(Beginning of EXTRACTED DATA)

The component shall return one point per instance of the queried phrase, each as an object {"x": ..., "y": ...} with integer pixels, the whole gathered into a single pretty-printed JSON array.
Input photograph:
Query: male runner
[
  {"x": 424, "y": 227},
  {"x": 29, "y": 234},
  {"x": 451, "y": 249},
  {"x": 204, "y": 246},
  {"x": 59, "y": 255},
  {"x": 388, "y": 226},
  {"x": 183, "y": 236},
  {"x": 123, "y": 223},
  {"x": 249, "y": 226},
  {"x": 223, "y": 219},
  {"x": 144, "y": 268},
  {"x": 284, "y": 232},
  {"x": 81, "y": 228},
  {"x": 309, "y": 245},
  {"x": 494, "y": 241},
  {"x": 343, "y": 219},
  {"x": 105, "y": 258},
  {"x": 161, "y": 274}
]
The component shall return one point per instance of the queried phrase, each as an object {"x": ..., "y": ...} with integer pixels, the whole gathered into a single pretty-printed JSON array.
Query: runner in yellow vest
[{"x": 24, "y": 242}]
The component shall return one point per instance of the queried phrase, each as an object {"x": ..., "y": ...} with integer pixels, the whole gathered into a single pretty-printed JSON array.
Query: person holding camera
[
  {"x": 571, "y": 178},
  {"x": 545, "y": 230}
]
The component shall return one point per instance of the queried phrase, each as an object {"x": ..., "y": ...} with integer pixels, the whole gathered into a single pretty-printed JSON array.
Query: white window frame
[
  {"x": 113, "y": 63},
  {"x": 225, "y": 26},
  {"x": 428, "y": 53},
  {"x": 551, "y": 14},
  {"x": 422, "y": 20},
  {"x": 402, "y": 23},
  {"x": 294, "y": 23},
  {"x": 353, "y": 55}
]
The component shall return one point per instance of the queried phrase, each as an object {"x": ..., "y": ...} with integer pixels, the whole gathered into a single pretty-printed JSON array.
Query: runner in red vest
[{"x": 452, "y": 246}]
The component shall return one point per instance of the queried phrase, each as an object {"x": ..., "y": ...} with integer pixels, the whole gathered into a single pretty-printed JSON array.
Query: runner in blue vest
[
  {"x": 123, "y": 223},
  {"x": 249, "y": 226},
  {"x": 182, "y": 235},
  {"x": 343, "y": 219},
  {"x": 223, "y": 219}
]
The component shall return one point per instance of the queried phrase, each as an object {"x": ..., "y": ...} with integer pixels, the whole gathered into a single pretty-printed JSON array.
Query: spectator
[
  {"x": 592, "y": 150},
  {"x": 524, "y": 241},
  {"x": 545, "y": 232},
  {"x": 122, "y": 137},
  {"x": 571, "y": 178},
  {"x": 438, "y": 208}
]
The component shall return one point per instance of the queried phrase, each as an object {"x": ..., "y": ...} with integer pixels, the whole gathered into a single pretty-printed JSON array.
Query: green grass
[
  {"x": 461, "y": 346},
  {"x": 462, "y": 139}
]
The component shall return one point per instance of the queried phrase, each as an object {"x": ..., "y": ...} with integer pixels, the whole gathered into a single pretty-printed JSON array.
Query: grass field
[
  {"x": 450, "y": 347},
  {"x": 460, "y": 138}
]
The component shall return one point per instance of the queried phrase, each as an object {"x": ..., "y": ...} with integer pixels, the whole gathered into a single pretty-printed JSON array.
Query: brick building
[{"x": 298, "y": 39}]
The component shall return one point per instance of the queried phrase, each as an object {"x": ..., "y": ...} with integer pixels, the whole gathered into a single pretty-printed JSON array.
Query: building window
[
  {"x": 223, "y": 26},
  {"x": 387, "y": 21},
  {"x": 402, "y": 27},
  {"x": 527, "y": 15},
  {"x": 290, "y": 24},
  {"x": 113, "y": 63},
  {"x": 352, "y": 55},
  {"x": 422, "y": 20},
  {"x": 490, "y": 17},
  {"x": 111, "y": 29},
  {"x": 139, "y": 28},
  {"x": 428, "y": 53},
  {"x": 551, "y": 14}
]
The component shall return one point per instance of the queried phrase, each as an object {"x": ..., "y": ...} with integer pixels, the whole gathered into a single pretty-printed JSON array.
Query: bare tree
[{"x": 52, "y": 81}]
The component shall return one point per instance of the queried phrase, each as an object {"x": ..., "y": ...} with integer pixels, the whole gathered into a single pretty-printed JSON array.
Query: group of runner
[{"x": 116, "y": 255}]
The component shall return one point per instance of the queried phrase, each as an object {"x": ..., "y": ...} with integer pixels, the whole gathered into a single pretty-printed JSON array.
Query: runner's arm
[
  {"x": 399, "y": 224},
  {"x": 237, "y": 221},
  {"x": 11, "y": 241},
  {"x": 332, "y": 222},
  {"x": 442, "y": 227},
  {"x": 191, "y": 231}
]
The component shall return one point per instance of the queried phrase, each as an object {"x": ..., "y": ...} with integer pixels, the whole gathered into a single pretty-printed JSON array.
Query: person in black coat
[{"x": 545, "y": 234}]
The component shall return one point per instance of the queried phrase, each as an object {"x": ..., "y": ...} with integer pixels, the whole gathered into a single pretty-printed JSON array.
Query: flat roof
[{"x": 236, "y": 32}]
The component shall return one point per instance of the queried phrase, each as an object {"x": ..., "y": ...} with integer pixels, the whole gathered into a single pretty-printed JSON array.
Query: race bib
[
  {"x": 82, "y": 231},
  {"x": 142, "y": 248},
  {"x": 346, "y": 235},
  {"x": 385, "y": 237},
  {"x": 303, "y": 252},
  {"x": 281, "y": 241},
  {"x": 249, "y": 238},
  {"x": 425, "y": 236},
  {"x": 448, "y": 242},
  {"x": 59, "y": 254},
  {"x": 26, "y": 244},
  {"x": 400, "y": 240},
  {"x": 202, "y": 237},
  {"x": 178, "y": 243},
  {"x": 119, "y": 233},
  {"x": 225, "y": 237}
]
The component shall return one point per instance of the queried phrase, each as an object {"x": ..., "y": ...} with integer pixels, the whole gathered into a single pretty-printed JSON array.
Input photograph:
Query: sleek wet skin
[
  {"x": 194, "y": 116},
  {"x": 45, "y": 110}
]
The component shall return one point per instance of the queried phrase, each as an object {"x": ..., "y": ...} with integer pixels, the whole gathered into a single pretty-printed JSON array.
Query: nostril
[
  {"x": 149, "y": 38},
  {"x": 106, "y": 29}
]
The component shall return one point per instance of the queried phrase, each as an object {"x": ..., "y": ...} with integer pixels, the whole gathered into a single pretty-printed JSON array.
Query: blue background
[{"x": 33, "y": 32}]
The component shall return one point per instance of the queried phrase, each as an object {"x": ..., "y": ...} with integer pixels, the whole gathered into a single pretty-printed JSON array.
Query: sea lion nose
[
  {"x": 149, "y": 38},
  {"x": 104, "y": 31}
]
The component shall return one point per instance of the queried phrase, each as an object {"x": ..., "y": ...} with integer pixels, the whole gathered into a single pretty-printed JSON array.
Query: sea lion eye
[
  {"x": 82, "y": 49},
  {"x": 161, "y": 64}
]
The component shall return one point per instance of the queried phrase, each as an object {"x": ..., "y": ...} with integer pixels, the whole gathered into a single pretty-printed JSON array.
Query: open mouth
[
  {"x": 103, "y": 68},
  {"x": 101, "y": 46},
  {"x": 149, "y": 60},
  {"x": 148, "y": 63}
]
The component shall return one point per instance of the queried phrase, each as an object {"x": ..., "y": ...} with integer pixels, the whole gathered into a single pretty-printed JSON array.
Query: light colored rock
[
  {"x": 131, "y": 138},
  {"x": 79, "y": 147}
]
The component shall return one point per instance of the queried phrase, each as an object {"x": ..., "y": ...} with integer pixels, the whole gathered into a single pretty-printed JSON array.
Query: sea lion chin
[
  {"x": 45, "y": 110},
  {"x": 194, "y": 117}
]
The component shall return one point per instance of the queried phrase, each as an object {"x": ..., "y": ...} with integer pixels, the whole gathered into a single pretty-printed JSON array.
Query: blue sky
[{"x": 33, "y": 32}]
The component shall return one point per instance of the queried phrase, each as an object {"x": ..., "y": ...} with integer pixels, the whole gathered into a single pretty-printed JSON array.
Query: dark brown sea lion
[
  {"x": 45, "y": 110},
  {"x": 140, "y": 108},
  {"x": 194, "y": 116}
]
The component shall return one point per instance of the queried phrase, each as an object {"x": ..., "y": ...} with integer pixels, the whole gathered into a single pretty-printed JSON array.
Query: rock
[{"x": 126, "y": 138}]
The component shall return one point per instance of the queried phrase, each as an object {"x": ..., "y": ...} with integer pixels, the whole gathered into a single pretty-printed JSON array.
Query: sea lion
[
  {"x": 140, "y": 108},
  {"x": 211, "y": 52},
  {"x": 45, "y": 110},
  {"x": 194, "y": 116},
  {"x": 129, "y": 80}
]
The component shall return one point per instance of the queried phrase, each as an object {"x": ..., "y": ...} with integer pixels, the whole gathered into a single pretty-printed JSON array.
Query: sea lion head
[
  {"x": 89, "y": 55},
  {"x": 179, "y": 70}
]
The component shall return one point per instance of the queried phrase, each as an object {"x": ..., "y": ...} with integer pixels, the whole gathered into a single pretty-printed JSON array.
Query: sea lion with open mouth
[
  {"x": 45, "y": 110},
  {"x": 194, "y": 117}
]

(End of EXTRACTED DATA)

EXERCISE OBJECTIVE: Print nothing but the lines from the one that contains "Query: sea lion head" to the final line of the data, both included, exactly as they read.

COMPLETED EXERCISE:
Query: sea lion head
[
  {"x": 89, "y": 55},
  {"x": 179, "y": 70}
]
The component shall return one point per instance of the queried phrase, each as an object {"x": ..., "y": ...} with integer pixels, the whole gathered into a single pretty-printed JSON array.
Query: sea lion with open mouth
[
  {"x": 45, "y": 110},
  {"x": 194, "y": 117}
]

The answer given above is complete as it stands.